When considering the realm of custodial and exchange services, the trend toward greater or lesser centralization isn’t entirely clear-cut. While their numbers have soared since the early days of Bitcoin (think MtGOX), the lion’s share of trading volumes against fiat currencies today remains concentrated among a select few major players (Binance, Bybit, Coinbase, OKX, Kraken, etc.). The risks stemming from excessive centralization in this specific subsystem aren’t so much tied to the security of the Bitcoin network itself, but rather to its convertibility with fiat currencies and the security of those delegating custody (i.e., all those Bitcoin users entrusting their sats and hence their “physical” possession).
In the first scenario, heightened centralization (a reduction in the number of exchanges) would render the system more vulnerable to coordinated legal or cyberattacks aimed at disrupting and potentially severing the link between fiat currencies and Bitcoin. This follows the logic that fewer doors make for easier locking. In the second scenario, under an oligopolistic regime, those opting for custodial solutions instead of self-custody would face increased counterparty risk. This would result from the diminished bargaining power of users towards custodial counterparts, who could then impose more burdensome economic conditions and more oppressive clauses (for example, regarding access to custodied bitcoins) than they could in a competitive environment.
Moreover, with only a few large operators capable of controlling significant bitcoin quantities on behalf of their clients, the risk of abuses (such as non-consensual fractional reserve practices), hacking (the richer the target, the more appealing), and political-regulatory interference (including collusion with public authorities, excessive regulation, and bureaucratization) would be considerably higher compared to a more fragmented and competitive custodial system.
At the far end of this counterparty risk spectrum lies the possibility of a 6102 attack: the large-scale seizure of bitcoins held on exchanges and custodial wallets within a certain jurisdiction by legislative action. While this wouldn’t directly impact the functioning of the Bitcoin network, it would likely undermine trust in Bitcoin as a secure means of payment and store of value among the general public, thereby jeopardizing its success as a free permissionless currency.

(Records from a data collection)
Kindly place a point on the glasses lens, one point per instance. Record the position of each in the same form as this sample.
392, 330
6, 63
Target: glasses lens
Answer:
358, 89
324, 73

* * *

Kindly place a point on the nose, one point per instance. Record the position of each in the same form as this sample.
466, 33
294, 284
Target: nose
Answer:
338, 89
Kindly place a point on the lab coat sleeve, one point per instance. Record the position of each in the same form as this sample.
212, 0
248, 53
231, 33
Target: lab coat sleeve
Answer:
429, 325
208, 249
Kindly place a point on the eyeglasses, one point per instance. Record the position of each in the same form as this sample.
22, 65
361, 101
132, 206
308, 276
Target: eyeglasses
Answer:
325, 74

...

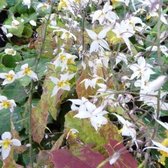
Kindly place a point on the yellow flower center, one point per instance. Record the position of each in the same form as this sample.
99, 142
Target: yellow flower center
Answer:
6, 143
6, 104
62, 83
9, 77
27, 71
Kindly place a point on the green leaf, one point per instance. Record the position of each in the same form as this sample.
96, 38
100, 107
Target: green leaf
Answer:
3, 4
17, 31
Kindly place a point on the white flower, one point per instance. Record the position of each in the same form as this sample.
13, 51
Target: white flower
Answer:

*Exercise objective*. In the text on Bitcoin custody and exchanges, what is a 6102 attack? The material bears no relation to the text on Bitcoin custody and exchanges.

*Result for this task*. It is the large-scale seizure, by legislative action, of bitcoins held on exchanges and custodial wallets within a certain jurisdiction.